• **Objetivo**:
Devuelve, copiado literalmente del texto sobre la misión evangelizadora, todo lo que va desde "2. La misión" hasta "(1 Co 9, 22).".

2. La misión es cuestión de amor
Es, pues, un deber urgente para todos anunciar a Cristo y su mensaje salvífico. "¡Ay de mí —afirmaba san Pablo— si no predicara el Evangelio! (1 Co 9, 16). En el camino de Damasco había experimentado y comprendido que la redención y la misión son obra de Dios y de su amor. El amor a Cristo lo impulsó a recorrer los caminos del Imperio romano como heraldo, apóstol, pregonero y maestro del Evangelio, del que se proclamaba "embajador entre cadenas" (Ef 6, 20). La caridad divina lo llevó a hacerse "todo a todos para salvar a toda costa a algunos" (1 Co 9, 22).

Contemplando la experiencia de san Pablo, comprendemos que la actividad misionera es respuesta al amor con el que Dios nos ama. Su amor nos redime y nos impulsa a la missio ad gentes; es la energía espiritual capaz de hacer crecer en la familia humana la armonía, la justicia, la comunión entre las personas, las razas y los pueblos, a la que todos aspiran (cf. Deus caritas est, 12). Por tanto, Dios, que es Amor, es quien conduce a la Iglesia hacia las fronteras de la humanidad, quien llama a los evangelizadores a beber "de la primera y originaria fuente que es Jesucristo, de cuyo corazón traspasado brota el amor de Dios" (Deus caritas est, 7). Solamente de esta fuente se pueden sacar la atención, la ternura, la compasión, la acogida, la disponibilidad, el interés por los problemas de la gente y las demás virtudes que necesitan los mensajeros del Evangelio para dejarlo todo y dedicarse completa e incondicionalmente a difundir por el mundo el perfume de la caridad de Cristo.

3. Evangelizar siempre
Mientras continúa siendo necesaria y urgente la primera evangelización en no pocas regiones del mundo, la escasez de clero y la falta de vocaciones afectan hoy a muchas diócesis e institutos de vida consagrada. Es importante reafirmar que, aun en medio de dificultades crecientes, el mandato de Cristo de evangelizar a todas las gentes sigue siendo una prioridad. Ninguna razón puede justificar una ralentización o un estancamiento, porque "la tarea de la evangelización de todos los hombres constituye la misión esencial de la Iglesia" (Evangelii nuntiandi, 14). Esta misión "se halla todavía en los comienzos y debemos comprometernos con todas nuestras energías en su servicio" (Redemptoris missio, 1). ¿Cómo no pensar aquí en el macedonio que, apareciéndose en sueños a san Pablo, gritaba: "Pasa a Macedonia y ayúdanos"? Hoy son innumerables los que esperan el anuncio del Evangelio, los que se encuentran sedientos de esperanza y de amor. ¡Cuántos se dejan interpelar hasta lo más profundo por esta petición de ayuda que se eleva de la humanidad, dejan todo por Cristo y transmiten a los hombres la fe y el amor a él! (cf. Spe salvi, 8)

4. ¡Ay de mí si no predicara el Evangelio! (1 Co 9, 16)

• **Registros**:

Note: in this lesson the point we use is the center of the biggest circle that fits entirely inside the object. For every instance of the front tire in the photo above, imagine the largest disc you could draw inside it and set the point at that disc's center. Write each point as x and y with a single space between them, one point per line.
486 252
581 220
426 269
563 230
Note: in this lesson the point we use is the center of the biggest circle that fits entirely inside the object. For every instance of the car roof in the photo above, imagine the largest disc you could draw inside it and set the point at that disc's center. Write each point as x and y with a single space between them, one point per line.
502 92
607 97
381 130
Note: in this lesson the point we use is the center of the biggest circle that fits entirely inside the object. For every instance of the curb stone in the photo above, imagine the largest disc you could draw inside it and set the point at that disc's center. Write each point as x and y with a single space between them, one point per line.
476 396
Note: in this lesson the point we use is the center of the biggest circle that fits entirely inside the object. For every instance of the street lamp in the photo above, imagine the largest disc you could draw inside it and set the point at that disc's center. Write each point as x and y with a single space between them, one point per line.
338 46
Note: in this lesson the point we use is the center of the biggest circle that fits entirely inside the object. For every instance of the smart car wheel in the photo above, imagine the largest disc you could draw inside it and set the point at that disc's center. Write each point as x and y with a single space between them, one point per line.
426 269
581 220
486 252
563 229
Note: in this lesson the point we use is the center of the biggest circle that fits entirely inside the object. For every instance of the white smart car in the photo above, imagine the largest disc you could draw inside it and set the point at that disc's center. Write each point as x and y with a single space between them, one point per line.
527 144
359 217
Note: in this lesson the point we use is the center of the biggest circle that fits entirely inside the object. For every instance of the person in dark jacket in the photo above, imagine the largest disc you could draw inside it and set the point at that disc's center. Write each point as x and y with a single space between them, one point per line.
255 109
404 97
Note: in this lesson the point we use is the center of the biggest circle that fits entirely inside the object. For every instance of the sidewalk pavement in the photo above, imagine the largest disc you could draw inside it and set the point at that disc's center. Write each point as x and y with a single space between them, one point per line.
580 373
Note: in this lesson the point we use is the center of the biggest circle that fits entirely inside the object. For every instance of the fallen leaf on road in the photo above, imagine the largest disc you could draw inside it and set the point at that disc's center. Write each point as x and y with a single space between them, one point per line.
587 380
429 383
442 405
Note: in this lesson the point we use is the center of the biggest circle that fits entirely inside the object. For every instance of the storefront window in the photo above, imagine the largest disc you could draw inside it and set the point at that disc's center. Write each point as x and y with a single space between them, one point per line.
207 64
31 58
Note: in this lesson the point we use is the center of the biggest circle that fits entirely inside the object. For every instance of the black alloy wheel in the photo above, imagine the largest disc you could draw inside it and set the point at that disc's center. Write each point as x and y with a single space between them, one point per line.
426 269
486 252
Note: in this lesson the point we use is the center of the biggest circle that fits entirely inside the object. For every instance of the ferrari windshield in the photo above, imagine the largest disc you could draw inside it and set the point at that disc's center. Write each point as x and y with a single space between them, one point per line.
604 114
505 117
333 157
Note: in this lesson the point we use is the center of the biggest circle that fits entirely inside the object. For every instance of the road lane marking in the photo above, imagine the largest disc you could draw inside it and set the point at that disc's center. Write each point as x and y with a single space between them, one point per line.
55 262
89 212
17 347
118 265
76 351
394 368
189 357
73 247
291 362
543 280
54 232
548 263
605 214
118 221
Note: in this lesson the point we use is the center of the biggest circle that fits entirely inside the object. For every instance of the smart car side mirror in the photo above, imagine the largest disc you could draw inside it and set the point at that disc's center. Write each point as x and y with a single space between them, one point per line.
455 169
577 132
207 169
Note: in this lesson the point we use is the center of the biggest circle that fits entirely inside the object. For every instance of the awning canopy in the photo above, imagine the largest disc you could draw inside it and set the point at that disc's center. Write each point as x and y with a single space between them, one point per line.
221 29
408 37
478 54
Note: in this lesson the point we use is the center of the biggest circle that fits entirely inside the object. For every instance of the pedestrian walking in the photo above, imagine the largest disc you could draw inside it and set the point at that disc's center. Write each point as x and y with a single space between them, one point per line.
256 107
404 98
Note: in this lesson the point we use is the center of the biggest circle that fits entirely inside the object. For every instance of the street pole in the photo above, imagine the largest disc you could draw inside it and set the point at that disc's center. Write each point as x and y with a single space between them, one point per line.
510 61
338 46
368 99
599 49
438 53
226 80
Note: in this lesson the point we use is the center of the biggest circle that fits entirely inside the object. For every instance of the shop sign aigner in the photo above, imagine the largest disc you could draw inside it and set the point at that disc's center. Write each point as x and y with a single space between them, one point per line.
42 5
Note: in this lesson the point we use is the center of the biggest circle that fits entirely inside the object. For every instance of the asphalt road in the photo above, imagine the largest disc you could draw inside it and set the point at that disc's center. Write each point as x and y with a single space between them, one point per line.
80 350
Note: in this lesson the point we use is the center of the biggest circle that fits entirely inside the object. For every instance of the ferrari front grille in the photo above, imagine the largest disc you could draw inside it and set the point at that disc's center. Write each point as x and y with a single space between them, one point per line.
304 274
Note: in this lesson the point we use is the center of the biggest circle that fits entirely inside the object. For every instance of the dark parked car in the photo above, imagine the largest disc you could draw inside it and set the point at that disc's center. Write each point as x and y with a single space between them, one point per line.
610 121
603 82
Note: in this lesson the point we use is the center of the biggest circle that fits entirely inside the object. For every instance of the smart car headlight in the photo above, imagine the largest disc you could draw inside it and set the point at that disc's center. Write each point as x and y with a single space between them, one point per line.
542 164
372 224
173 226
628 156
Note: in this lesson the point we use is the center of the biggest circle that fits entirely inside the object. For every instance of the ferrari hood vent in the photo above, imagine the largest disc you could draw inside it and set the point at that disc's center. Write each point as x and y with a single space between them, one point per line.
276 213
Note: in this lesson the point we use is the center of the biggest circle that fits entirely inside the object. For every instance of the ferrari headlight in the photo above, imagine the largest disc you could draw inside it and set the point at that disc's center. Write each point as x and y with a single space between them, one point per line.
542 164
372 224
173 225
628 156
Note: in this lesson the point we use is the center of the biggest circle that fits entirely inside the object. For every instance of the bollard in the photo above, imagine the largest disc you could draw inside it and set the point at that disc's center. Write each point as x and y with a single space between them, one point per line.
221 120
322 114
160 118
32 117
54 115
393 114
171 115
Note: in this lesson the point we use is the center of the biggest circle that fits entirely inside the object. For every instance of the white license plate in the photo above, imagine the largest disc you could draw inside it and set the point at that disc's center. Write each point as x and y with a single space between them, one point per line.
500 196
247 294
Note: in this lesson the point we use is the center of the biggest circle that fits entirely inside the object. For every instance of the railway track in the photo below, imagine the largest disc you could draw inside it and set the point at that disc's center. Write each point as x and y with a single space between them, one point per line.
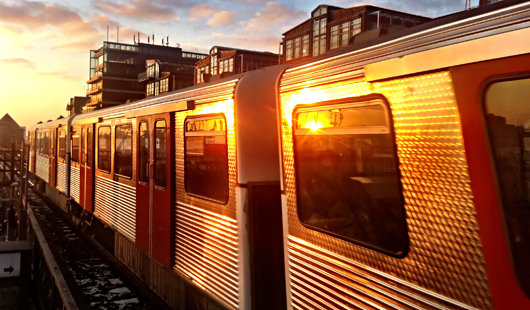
100 283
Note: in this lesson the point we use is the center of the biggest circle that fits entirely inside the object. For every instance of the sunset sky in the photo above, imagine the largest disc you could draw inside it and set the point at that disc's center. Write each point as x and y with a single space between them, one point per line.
45 45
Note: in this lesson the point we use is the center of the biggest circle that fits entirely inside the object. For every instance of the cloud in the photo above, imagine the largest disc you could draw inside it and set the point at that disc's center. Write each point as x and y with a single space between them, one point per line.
47 21
141 9
273 20
201 11
60 75
17 61
222 18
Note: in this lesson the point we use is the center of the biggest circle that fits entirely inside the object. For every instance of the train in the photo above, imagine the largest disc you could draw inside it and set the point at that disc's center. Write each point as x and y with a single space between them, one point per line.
389 174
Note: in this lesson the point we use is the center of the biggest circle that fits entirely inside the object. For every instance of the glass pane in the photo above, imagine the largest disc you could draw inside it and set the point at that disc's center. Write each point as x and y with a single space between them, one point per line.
62 143
123 152
373 115
90 147
104 149
508 119
348 184
75 147
206 159
160 154
83 142
143 153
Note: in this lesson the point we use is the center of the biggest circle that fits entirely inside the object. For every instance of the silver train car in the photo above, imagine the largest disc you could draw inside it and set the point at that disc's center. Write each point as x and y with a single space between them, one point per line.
384 175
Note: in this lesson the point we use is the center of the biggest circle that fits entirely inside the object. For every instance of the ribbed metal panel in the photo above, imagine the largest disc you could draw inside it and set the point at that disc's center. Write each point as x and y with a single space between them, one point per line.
43 168
207 252
115 204
61 177
445 267
75 183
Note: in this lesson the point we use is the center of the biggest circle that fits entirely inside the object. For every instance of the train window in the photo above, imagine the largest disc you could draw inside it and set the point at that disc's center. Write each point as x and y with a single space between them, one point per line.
508 118
143 153
75 147
47 143
206 158
62 144
123 151
347 177
89 147
104 149
160 154
83 146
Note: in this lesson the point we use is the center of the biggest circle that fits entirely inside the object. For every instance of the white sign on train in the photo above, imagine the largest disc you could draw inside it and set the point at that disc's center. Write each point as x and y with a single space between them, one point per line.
9 265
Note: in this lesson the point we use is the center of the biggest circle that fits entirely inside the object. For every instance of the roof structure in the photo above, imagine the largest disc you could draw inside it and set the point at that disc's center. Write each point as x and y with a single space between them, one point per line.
8 121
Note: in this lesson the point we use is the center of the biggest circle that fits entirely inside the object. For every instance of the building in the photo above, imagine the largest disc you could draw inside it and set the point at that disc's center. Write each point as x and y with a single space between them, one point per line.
226 61
76 105
162 77
9 129
114 70
486 2
332 27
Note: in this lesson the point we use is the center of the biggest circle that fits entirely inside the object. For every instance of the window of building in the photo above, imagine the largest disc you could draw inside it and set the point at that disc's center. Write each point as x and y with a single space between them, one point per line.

• **Respuesta escrita**:
2. La misión es cuestión de amor
Es, pues, un deber urgente para todos anunciar a Cristo y su mensaje salvífico. "¡Ay de mí —afirmaba san Pablo— si no predicara el Evangelio! (1 Co 9, 16). En el camino de Damasco había experimentado y comprendido que la redención y la misión son obra de Dios y de su amor. El amor a Cristo lo impulsó a recorrer los caminos del Imperio romano como heraldo, apóstol, pregonero y maestro del Evangelio, del que se proclamaba "embajador entre cadenas" (Ef 6, 20). La caridad divina lo llevó a hacerse "todo a todos para salvar a toda costa a algunos" (1 Co 9, 22).